■ **TRABAJO REQUERIDO**: Reproduce sin cambios la parte del texto sobre Turgot que empieza por "Cuando las unidades" y sigue hasta "las distintas naciones.".

■ **SELECCIÓN**:
######

Cuando las unidades de dinero real se definen en términos de unidades de
cuenta, las distintas unidades se ligan entonces entre sí a pesos concretos de
oro o plata.
Turgot
demuestra que los problemas aparecen porque las monedas reales en el mundo no
son solo de un metal sino de dos: oro y plata. Los valores relativos del oro y
la plata en el mercado variarán entonces de acuerdo con la abundancia y la
relativa escasez del oro y la plata en las distintas naciones.
Influencia
Uno de
los ejemplos sorprendentes de injusticia en la historiografía del pensamiento
económico es el tratamiento dado al brillante análisis del capital y el interés
de Turgot por parte del gran fundador de la teoría austriaca del capital y el
interés, Eugen von Böhm-Bawerk. En la década de 1880, Böhm-Bawerk buscaba, en
su primer volumen de su Capital e interés,
aclarar el camino para su propia teoría del interés estudiando y demoliendo
previas teorías en competencia. Por desgracia, en lugar de reconocer a Turgot
como su predecesor y pionero de la teoría austriaca, Böhm-Bawerk rechazaba
bruscamente al francés como un mero ingenuo teórico fisiócrata de la
productividad del terreno (o “fructificación”).

######

■ **REGISTROS PROPORCIONADOS**:
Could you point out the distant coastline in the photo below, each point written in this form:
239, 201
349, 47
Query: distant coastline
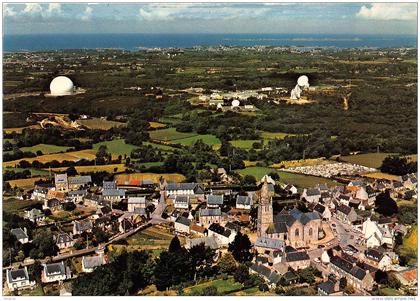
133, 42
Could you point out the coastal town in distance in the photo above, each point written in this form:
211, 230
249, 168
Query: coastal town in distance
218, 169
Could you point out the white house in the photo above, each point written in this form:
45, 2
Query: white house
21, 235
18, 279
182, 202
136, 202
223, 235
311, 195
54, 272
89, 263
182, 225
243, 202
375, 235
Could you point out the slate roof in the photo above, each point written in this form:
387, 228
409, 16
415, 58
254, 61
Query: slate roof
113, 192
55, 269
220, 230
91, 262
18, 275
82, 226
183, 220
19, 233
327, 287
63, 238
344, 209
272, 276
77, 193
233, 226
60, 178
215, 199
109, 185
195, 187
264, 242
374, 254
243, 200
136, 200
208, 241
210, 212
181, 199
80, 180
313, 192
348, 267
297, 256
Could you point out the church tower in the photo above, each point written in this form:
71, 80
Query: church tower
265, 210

######

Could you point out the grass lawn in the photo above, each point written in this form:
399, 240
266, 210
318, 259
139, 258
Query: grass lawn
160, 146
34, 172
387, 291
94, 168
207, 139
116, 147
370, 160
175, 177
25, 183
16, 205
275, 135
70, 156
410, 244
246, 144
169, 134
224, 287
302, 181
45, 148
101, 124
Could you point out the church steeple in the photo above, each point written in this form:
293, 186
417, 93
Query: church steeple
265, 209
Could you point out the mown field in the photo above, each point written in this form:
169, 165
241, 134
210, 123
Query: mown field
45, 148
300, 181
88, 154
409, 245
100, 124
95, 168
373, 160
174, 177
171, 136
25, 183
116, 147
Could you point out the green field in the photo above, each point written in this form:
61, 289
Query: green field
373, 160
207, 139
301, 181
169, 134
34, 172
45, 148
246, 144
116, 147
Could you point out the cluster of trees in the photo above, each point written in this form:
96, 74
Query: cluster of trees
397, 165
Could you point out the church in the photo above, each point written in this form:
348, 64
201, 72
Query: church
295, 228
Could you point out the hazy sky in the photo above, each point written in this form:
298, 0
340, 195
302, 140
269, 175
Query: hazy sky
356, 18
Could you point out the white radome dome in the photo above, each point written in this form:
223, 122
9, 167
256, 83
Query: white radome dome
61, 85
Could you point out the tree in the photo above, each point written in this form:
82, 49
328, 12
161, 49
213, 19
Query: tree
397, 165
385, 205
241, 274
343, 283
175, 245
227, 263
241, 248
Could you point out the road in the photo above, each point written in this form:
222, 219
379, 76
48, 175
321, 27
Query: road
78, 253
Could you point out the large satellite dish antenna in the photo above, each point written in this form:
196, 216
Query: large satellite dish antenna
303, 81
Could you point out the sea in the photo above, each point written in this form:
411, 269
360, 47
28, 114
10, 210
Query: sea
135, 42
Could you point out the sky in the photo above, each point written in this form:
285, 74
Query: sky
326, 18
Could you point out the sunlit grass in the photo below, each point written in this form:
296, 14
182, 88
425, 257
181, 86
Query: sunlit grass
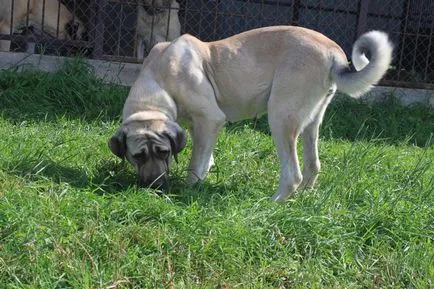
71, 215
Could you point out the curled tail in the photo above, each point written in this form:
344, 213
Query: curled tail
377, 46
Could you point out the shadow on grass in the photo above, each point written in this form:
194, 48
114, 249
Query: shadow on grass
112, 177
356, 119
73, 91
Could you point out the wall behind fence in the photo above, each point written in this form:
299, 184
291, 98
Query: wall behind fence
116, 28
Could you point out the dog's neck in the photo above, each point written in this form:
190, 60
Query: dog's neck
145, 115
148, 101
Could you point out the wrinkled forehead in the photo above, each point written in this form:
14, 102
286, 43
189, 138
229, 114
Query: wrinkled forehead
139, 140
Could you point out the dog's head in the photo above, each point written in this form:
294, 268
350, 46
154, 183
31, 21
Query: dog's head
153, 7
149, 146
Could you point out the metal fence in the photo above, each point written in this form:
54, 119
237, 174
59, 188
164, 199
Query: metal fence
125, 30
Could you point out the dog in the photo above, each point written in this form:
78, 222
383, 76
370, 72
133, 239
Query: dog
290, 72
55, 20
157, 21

######

■ **RESPUESTA AL EJERCICIO**:
Cuando las unidades de dinero real se definen en términos de unidades de
cuenta, las distintas unidades se ligan entonces entre sí a pesos concretos de
oro o plata.
Turgot
demuestra que los problemas aparecen porque las monedas reales en el mundo no
son solo de un metal sino de dos: oro y plata. Los valores relativos del oro y
la plata en el mercado variarán entonces de acuerdo con la abundancia y la
relativa escasez del oro y la plata en las distintas naciones.